• **Given passage**
This young woman is fleshly, though. Her name is Cordelia and, as we soon discover when she enters the house, she's barking mad. Completely and visibly mad, full of non sequiturs and unexpected comments and reactions, flitting from place to place, gesticulating, laughing at inappropriate moments, sometimes frightening, sometimes unexpectedly charming. The home owner is Diana, a famous talk-show host in the Barbara Walters vein, who likes to force her guests into weepily revealing their souls but is a serious enough reporter to have interviewed Osama bin Laden. A cold woman, protective of her own privacy, Diana is unmoved by the awestruck intruder. But then, Cordelia isn't really awestruck. As the action unfolds, she'll neither leave nor allow Diana to leave. Slashed car tires come into play; phones are dismantled. Diana self-protectively holds a pair of scissors. Cordelia one-ups her with a meat cleaver. Diana explains that they're connected to the mainland only by a slippery bridge that spans a long, lethal drop. Out comes Cordelia's gun. Hello, Alfred Hitchcock. Hello, Stephen King.

• **Work instructions**
Copy out the entire passage above about Cordelia and Diana, word for word.

• **Information shown**
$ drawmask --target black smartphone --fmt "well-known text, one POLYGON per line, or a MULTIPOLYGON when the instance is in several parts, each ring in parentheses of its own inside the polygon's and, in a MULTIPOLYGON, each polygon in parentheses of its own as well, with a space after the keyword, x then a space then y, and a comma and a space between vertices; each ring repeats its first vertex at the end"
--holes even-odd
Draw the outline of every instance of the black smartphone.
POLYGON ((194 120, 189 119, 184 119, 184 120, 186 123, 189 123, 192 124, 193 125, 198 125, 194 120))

• **Reply to the task**
This young woman is fleshly, though. Her name is Cordelia and, as we soon discover when she enters the house, she's barking mad. Completely and visibly mad, full of non sequiturs and unexpected comments and reactions, flitting from place to place, gesticulating, laughing at inappropriate moments, sometimes frightening, sometimes unexpectedly charming. The home owner is Diana, a famous talk-show host in the Barbara Walters vein, who likes to force her guests into weepily revealing their souls but is a serious enough reporter to have interviewed Osama bin Laden. A cold woman, protective of her own privacy, Diana is unmoved by the awestruck intruder. But then, Cordelia isn't really awestruck. As the action unfolds, she'll neither leave nor allow Diana to leave. Slashed car tires come into play; phones are dismantled. Diana self-protectively holds a pair of scissors. Cordelia one-ups her with a meat cleaver. Diana explains that they're connected to the mainland only by a slippery bridge that spans a long, lethal drop. Out comes Cordelia's gun. Hello, Alfred Hitchcock. Hello, Stephen King.